- [SUPPLIED TEXT]:
======

Law Clinic Protects Immigrants From Detention And Deportation Despite Challenges

The clinic has helped thousands of immigrants in desperate need of legal representation against detention and deportation since 2004. It also helps people who face a myriad of issues ranging from homelessness, mental illness and disease.

Camille Orquera / Staff Writer 

The coronavirus pandemic and White House immigration policies have caused difficulty for FIU’s Carlos A. Costa Immigration and Human Rights Law Clinic to represent some of its clients.

The clinic has helped thousands of immigrants in desperate need of legal representation against detention and deportation since 2004. It also helps people who face a myriad of issues ranging from homelessness, mental illness and disease. 

Juan Carlos Gómez has been its director since 2010 and has 30 years of immigration law experience to provide justice for people whose cases are not normally represented. 

The clinic faces challenges to remotely communicate with some of its clients due to their distinctive situations in the pandemic.

“Someone said to me, ‘Well, you can meet your clients over Zoom or Facetime.’ I have clients who are homeless,” Gómez said. “One of my clients lives under an overpass on the Palmetto and he’s a paranoid schizophrenic. The reality is that he doesn’t have Wi-Fi or technology to contact me.” 

Gómez said that most of the clinic’s clients tend to be very poor and normally would not be able to afford an attorney. Many of the clients are also mentally ill people whose rights are being violated or have faced domestic persecution in their home countries.

======

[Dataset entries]

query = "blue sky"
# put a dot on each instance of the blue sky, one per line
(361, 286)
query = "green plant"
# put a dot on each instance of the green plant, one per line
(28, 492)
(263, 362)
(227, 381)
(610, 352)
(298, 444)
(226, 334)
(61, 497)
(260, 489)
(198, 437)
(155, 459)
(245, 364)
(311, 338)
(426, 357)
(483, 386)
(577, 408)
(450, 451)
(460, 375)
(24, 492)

======

- [TASKS TO COMPLETE]:
1. Using the clinic article, say whether each statement agrees with it, answering yes or no and quoting the deciding words: (a) Gómez has directed the clinic since 2004. (b) One client lives under an overpass on the Palmetto. (c) Most of the clinic's clients can usually afford an attorney.
2. Extract the passage of the clinic article between "The clinic faces" and "their home countries.", inclusive.

- [ANSWERS]:
1.
(a) No: "Juan Carlos Gómez has been its director since 2010"
(b) Yes: "One of my clients lives under an overpass on the Palmetto"
(c) No: "most of the clinic’s clients tend to be very poor and normally would not be able to afford an attorney"

2.
The clinic faces challenges to remotely communicate with some of its clients due to their distinctive situations in the pandemic.

“Someone said to me, ‘Well, you can meet your clients over Zoom or Facetime.’ I have clients who are homeless,” Gómez said. “One of my clients lives under an overpass on the Palmetto and he’s a paranoid schizophrenic. The reality is that he doesn’t have Wi-Fi or technology to contact me.” 

Gómez said that most of the clinic’s clients tend to be very poor and normally would not be able to afford an attorney. Many of the clients are also mentally ill people whose rights are being violated or have faced domestic persecution in their home countries.